#### ИСХОДНЫЙ ТЕКСТ
┌──

Меланхолия задевает главных и периферийных персонажей, у которых в «Обратном движении» нет выбора. Даже если кажется, что он есть и провоцирует действие. Или противодействие. Между тем любой выбор в этой реальности обречен, а разреженный воздух картины инфицирован ужасом. Но очень тихим, въевшимся во все углы, поры.
Этот ужас знаком и подполковнику, к которому приходит мать, который ничего не может ей сказать и курит, безнадежно глядя в окно после ее ухода. И солдату, принесшему матери флягу сына, удостоверяющему его гибель. И товарке этой матери, любящей бандита, прошедшего «горячую точку», истерзанного фантомными и реальными болями, кошмарными сновидениями и даже призраком убитого друга (излишним в стилистике фильма). И этому бандиту, зависящему от других бандитов, которые не простят пропажу мальчика, ведь за него заплатили. И этому мальчику, которого приютила мать, думая, что своего сына потеряла, и который прячется на краю ее постели, испугавшись ночью ливня. Ее сыну, тоже безымянному, как и ее приемыш, внезапно вернувшемуся с войны и ревнующему мать к чужаку; сыну, тянущему из‐за апатии, или по другим причинам, или необъяснимо почему с подачей документов в институт, где он год не доучился, хотя мать тихо настаивает; сыну, не желающему вспоминать, «как там было» и отвечать на этот вопрос знакомого парня, успевшего в коротком эпизоде рассказать, что один из их однокашников «забухал», а другой – «заторчал».
Беспробудная тоска. Неразделенная скорбь. Крах иллюзий при любых вариациях выбора. При этом обошлось без истерии, но и без замедленного «смыслообразующего» темпоритма, выразительных крупных планов, расчетливых кульминаций. Холодок ужаса не лишает персонажей чувствительности, но ее подмораживает, а их, несмотря на порывы и мучительность каждого дня, обессиливает.
Режиссура Стемпковского не эксплуатирует ни заученные заветы арт-гетто, ни местную парадокументальную специфичность. В обратном – всякому подражанию – движении режиссер ощущает имманентность фильмической материи, образы которой не отсылают к чему-то или что-то означают, но присущи ей в естественном – органическом режиме. Или бытии.

└──

#### ИЗВЛЕЧЁННЫЕ СТРОКИ
┌──

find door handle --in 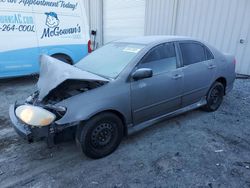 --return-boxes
[208,65,216,69]
[173,74,182,80]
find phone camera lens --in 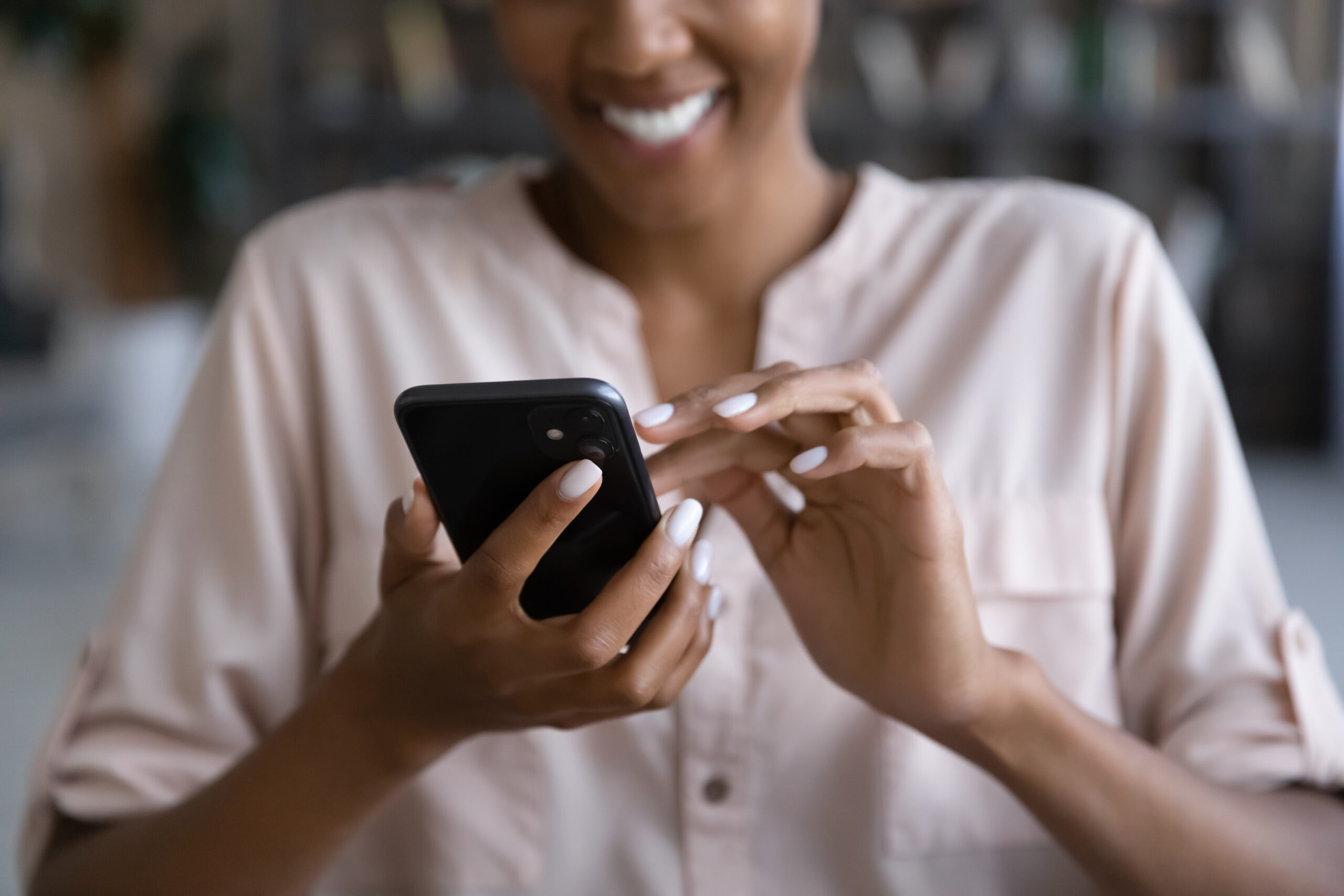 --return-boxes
[578,437,615,463]
[566,407,606,433]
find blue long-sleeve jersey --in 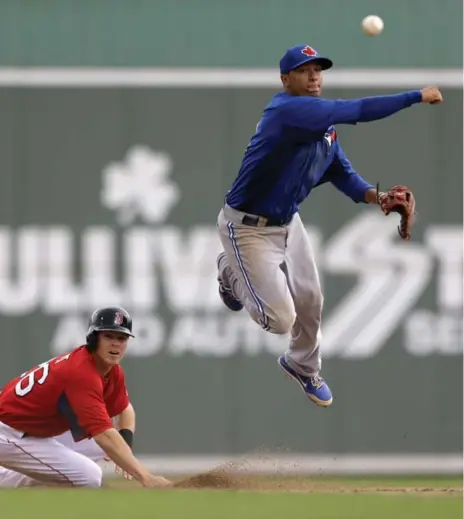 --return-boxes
[226,90,422,223]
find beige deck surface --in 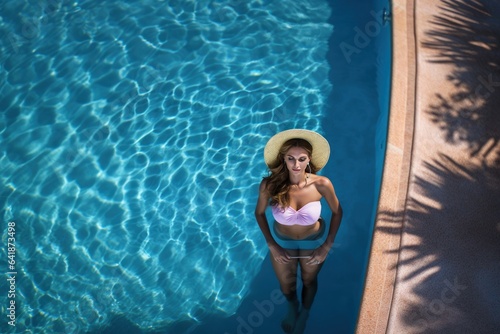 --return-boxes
[357,0,500,334]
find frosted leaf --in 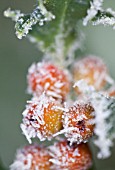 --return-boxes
[83,0,103,26]
[4,0,55,39]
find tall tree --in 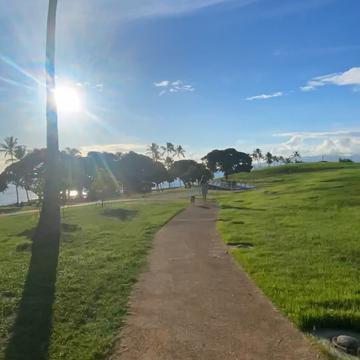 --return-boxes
[36,0,60,241]
[0,136,19,205]
[146,143,161,162]
[291,151,301,162]
[175,145,185,159]
[201,148,252,179]
[15,145,30,202]
[161,142,175,157]
[251,148,264,166]
[265,151,276,166]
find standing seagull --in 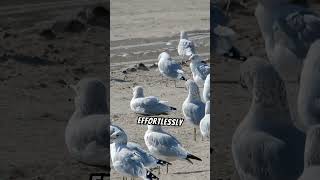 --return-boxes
[210,3,247,61]
[202,74,210,102]
[298,40,320,128]
[232,58,305,180]
[189,54,210,87]
[178,31,196,58]
[182,80,205,141]
[158,52,187,87]
[299,125,320,180]
[110,127,159,180]
[144,125,202,173]
[65,78,109,166]
[110,125,171,169]
[200,101,210,138]
[130,86,177,115]
[255,0,320,81]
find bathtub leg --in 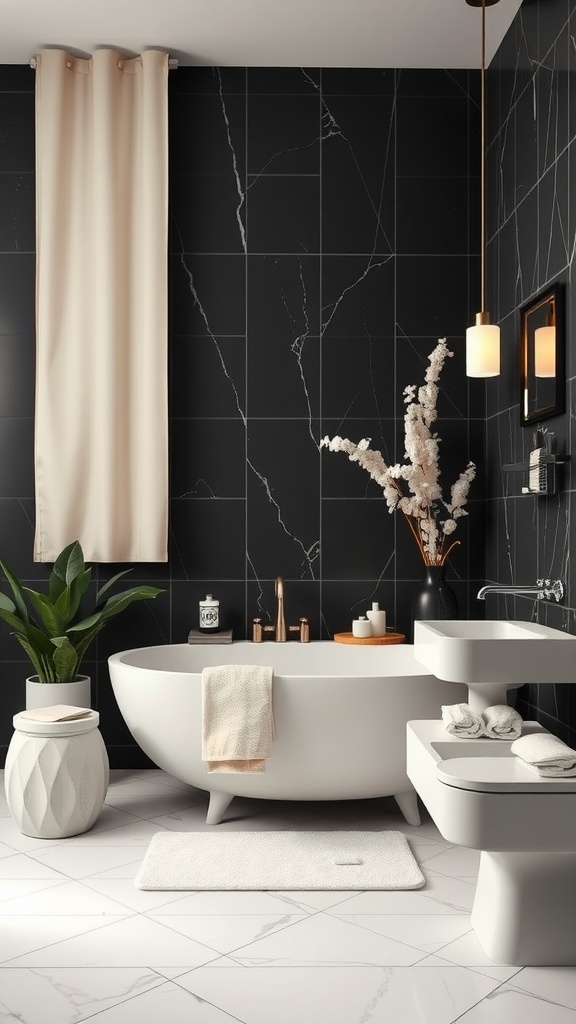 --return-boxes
[206,792,234,825]
[394,790,420,825]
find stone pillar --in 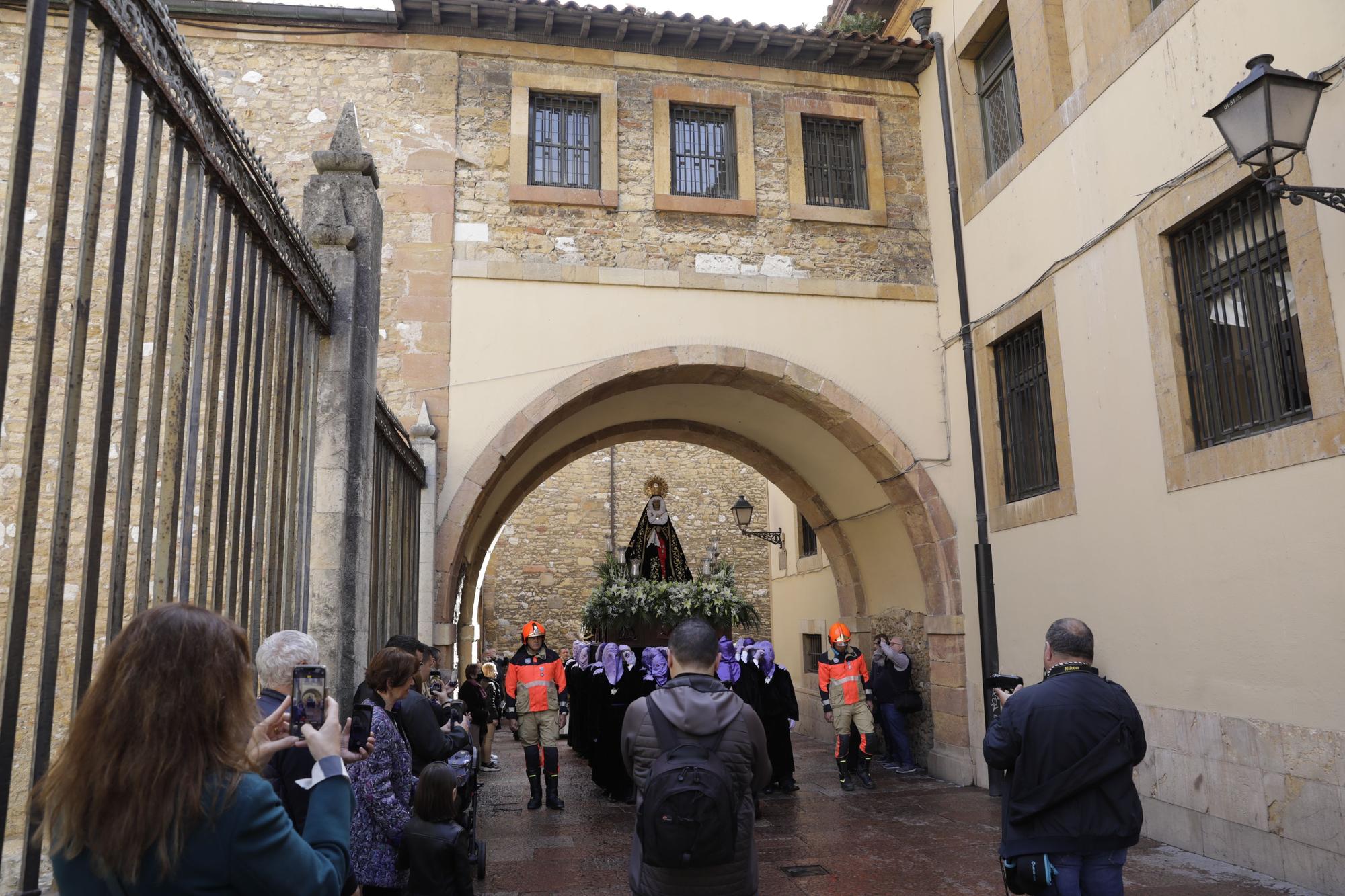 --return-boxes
[412,401,438,650]
[304,102,383,706]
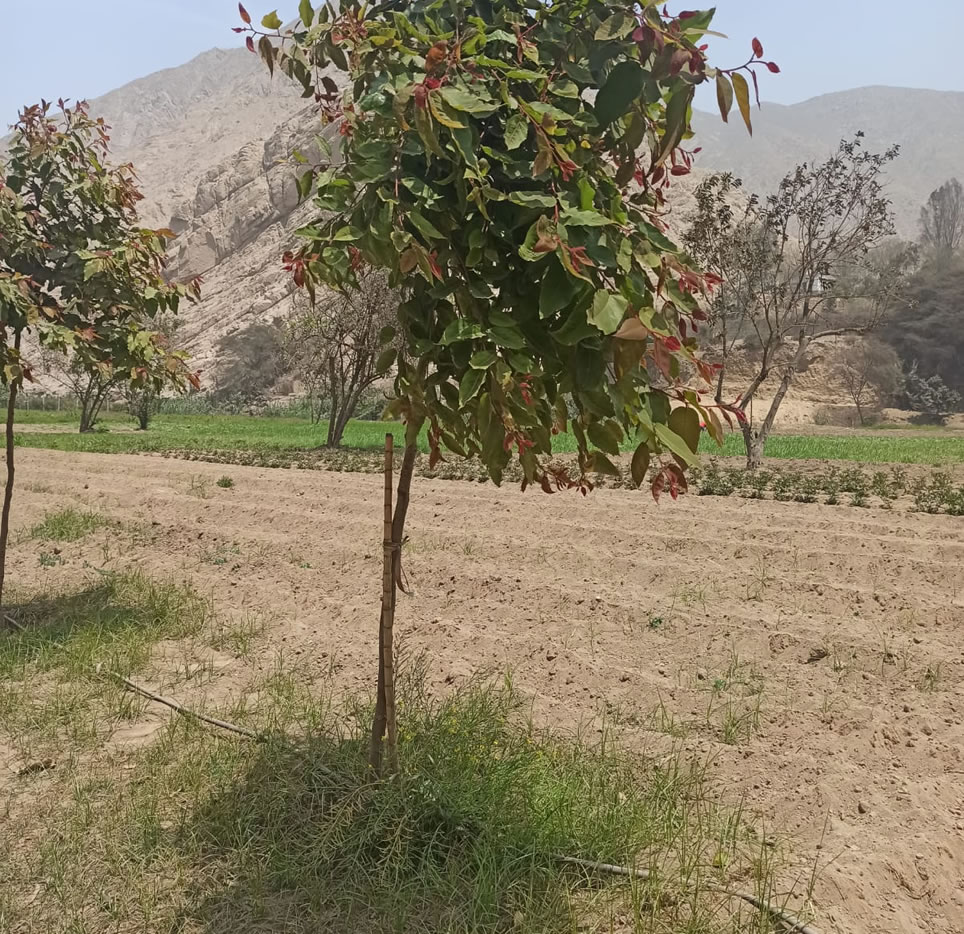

└──

#### РАБОЧЕЕ ЗАДАНИЕ
Продублируйте дословно фрагмент исходного текста, начиная со слов «Беспробудная тоска. Неразделенная» и далее вплоть до слов «каждого дня, обессиливает.».

#### РЕЗУЛЬТАТ НИЖЕ
Беспробудная тоска. Неразделенная скорбь. Крах иллюзий при любых вариациях выбора. При этом обошлось без истерии, но и без замедленного «смыслообразующего» темпоритма, выразительных крупных планов, расчетливых кульминаций. Холодок ужаса не лишает персонажей чувствительности, но ее подмораживает, а их, несмотря на порывы и мучительность каждого дня, обессиливает.